▸ Exercise goal
Reproduce the stretch of the records below from the line containing "In the scene depicted above, identify where the limestone" through the line containing "left=458, top=454, right=606, bottom=952", requests included, and multiply every coordinate in the answers by 0.9, rounding to whole numbers with halves rounded up. Leave the numbers in the requests and in their layout samples unchanged.

▸ Records for this task
'''

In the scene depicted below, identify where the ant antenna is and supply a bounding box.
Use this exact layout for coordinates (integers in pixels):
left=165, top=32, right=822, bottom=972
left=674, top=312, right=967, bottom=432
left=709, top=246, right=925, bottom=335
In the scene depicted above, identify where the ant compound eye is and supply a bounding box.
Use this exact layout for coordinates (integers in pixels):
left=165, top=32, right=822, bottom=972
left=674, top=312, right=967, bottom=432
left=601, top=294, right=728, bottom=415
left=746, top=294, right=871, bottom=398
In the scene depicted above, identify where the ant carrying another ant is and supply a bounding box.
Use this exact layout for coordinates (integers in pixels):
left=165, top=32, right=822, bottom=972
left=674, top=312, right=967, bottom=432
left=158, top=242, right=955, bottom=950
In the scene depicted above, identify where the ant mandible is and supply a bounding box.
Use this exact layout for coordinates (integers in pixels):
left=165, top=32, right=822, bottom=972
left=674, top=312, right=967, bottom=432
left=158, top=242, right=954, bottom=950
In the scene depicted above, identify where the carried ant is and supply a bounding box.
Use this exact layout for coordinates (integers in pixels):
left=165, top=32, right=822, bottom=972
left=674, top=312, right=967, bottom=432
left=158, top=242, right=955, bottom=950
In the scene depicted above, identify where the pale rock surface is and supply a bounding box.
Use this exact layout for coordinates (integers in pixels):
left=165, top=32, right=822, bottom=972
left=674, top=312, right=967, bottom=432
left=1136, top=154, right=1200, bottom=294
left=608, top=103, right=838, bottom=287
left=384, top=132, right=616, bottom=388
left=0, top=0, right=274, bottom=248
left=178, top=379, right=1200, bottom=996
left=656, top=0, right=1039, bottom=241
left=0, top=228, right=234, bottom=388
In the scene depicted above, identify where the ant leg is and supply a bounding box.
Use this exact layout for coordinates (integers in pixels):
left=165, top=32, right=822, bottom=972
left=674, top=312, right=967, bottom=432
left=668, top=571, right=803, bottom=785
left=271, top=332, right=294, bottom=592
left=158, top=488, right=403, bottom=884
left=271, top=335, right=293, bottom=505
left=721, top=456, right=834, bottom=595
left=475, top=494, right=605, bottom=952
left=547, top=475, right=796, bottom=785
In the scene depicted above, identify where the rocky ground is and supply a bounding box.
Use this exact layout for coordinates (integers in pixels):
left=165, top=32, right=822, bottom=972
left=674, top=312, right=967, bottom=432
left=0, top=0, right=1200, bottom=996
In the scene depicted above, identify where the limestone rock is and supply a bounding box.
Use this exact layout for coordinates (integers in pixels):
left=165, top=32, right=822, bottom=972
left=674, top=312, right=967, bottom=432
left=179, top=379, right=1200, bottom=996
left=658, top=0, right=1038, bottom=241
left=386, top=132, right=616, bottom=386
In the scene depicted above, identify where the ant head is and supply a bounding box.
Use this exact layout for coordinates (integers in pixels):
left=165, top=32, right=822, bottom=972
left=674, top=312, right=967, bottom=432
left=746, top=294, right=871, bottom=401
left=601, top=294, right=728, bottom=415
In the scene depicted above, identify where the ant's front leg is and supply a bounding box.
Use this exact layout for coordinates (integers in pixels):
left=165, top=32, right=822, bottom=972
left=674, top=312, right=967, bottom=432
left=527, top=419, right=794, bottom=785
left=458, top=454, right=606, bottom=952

'''
'''

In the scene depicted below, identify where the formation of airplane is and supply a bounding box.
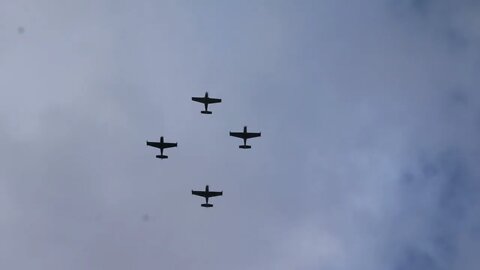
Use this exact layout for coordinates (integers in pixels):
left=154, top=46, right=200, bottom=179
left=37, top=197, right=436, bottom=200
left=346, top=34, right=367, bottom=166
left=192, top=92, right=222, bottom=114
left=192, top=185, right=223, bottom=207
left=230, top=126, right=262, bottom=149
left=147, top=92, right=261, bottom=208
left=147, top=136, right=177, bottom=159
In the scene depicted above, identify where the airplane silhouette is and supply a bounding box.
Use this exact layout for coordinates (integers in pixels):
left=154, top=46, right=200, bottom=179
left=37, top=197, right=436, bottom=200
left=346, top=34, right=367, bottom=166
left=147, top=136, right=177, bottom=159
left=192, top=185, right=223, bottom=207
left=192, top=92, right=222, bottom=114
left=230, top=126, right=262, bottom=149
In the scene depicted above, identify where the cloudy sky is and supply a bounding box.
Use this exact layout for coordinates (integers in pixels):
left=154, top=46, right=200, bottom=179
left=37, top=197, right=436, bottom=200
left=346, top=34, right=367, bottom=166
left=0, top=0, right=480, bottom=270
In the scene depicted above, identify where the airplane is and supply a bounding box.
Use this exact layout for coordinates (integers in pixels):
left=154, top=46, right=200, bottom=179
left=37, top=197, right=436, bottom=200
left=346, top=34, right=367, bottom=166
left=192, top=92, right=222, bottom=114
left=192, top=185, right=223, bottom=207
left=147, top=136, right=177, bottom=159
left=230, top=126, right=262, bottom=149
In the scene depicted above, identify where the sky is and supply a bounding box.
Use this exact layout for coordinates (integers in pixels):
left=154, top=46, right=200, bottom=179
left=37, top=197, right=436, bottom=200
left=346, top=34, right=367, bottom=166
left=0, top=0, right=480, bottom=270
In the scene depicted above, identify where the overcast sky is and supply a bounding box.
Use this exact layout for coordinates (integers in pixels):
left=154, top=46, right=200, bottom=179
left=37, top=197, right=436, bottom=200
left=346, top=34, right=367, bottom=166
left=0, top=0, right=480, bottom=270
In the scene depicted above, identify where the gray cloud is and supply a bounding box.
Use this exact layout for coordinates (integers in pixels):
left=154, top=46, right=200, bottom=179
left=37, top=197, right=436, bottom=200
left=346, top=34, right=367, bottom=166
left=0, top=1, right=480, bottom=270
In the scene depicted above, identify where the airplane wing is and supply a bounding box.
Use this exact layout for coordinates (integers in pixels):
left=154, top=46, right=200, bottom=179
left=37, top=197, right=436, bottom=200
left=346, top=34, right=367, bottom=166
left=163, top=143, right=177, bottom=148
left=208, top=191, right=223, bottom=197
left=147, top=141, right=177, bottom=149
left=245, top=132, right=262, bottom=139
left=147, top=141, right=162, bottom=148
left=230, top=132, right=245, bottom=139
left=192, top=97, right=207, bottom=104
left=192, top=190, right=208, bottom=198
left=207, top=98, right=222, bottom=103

'''
'''

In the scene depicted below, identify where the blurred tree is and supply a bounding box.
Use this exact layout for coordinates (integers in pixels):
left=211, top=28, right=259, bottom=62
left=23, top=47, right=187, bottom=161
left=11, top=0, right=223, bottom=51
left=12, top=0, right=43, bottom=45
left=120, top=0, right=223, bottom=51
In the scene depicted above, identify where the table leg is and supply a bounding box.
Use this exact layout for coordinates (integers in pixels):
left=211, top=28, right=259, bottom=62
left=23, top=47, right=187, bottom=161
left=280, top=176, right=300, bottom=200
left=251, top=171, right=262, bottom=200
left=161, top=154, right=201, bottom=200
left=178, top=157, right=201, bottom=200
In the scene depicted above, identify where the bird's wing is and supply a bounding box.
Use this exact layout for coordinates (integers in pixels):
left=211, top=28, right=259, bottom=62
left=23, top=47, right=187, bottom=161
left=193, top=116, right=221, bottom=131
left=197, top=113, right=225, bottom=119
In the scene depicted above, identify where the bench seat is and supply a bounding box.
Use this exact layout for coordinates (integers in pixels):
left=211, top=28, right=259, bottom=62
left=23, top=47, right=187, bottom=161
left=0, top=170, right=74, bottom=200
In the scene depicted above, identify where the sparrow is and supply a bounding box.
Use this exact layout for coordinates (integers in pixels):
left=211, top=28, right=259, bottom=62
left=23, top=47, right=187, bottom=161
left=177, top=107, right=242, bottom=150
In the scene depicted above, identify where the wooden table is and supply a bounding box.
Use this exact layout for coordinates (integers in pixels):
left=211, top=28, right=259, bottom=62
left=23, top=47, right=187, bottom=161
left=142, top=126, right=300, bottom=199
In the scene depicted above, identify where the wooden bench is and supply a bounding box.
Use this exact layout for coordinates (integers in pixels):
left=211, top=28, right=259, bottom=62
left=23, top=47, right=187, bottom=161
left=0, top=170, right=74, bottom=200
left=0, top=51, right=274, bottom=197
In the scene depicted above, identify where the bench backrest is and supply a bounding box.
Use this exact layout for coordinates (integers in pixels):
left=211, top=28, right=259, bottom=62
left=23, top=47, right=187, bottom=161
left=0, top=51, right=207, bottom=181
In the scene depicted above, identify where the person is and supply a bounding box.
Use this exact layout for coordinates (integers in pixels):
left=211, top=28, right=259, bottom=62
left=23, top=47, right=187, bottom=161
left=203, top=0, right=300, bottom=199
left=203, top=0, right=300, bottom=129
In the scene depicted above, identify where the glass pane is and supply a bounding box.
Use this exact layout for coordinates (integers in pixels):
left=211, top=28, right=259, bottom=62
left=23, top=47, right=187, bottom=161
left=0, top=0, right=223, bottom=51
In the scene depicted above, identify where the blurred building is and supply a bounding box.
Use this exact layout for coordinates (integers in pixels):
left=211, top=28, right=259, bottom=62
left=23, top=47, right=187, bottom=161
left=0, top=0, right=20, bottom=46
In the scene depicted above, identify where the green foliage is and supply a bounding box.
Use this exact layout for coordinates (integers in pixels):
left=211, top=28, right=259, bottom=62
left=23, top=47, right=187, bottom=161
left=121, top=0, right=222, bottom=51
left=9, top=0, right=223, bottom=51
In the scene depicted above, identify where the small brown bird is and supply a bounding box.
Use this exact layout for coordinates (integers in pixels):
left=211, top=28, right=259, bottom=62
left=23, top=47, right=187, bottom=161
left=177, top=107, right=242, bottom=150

'''

▸ The reply
In the scene depicted above, identify where the limestone rock is and supply a bounding box.
Use this exact layout for coordinates (integers in pixels):
left=165, top=32, right=822, bottom=972
left=674, top=312, right=967, bottom=432
left=161, top=341, right=1080, bottom=896
left=592, top=0, right=934, bottom=217
left=347, top=119, right=554, bottom=347
In the scene depicted above, identify where the ant head is and supply a bounding box.
Use this exact layout for coordinates (integers in pixels):
left=165, top=32, right=822, bottom=972
left=674, top=312, right=967, bottom=432
left=671, top=265, right=784, bottom=361
left=541, top=265, right=655, bottom=374
In the scene depicted above, identify where the ant's front leg is and supply a bounding box.
Use this exact layout for coordinates (integers in pixels):
left=165, top=32, right=822, bottom=972
left=674, top=312, right=967, bottom=432
left=474, top=377, right=715, bottom=707
left=412, top=409, right=545, bottom=857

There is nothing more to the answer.